• **To do**:
Without the images, print all the entries below exactly as given.

• **Given information**:
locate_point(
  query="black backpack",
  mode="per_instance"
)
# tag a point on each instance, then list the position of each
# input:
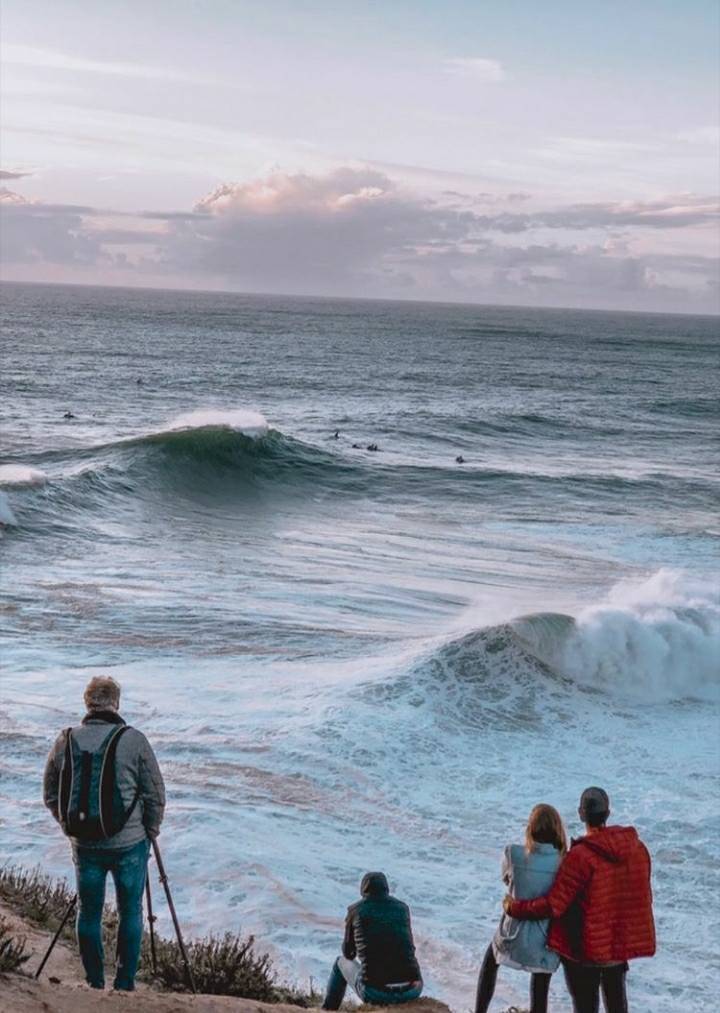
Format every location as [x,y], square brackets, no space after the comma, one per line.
[89,801]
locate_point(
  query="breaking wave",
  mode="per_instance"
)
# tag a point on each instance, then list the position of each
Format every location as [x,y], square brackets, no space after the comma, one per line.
[236,455]
[650,642]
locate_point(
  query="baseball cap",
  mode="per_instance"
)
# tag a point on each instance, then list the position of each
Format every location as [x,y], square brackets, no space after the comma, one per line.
[593,802]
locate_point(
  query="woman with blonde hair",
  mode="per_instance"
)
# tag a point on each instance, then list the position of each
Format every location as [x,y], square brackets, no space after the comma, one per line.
[529,871]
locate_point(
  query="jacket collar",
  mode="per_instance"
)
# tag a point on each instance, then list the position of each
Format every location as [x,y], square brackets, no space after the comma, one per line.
[111,716]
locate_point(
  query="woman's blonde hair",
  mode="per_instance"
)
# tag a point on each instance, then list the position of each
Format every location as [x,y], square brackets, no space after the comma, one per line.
[545,827]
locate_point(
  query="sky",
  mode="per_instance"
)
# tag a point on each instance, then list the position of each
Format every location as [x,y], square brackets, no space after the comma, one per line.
[490,151]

• **Completed task**:
locate_point(
  query="black backpack",
  mode="per_instance"
)
# tag a point on each instance, then list the position of each
# input:
Format every location as [x,y], square brackets, no space after the comma, one per line.
[89,801]
locate_point(
  query="breaking wave",
  mode="per_instance"
)
# tag a point on each instance, then list the position of each
Format every location as [x,y], square brackets, no space after the comma, one per line.
[236,455]
[650,642]
locate_point(
  query="baseball cap",
  mode="per_instance"
)
# tag a point on each instance, then list the position of each
Format every location as [x,y], square brackets, no space after the comma, one per line.
[593,802]
locate_point(
  query="woman with blonde hair",
  mode="per_instance"
)
# tag a point on each instance, then list the position of each
Format every location as [x,y], square brackets, no space after the comma, one per line.
[529,871]
locate_point(
  query="jacket collar",
  mode="per_instance"
)
# tag a point on each instance, then list the position of each
Format every location as [x,y], square brackets, no space after the comma, one per line.
[111,716]
locate_point(
  query="woman's blonde hair",
  mode="per_instance"
)
# tag a point on each instance, then list the position of each
Format every location as [x,y], square brackets, no space after the comma, one per line.
[545,827]
locate_point(
  query="sky",
  mode="per_instance"
)
# tag a point on each instance, then list the position of each
Format every location as [x,y], square brackets, no space after the comma, one per line.
[490,151]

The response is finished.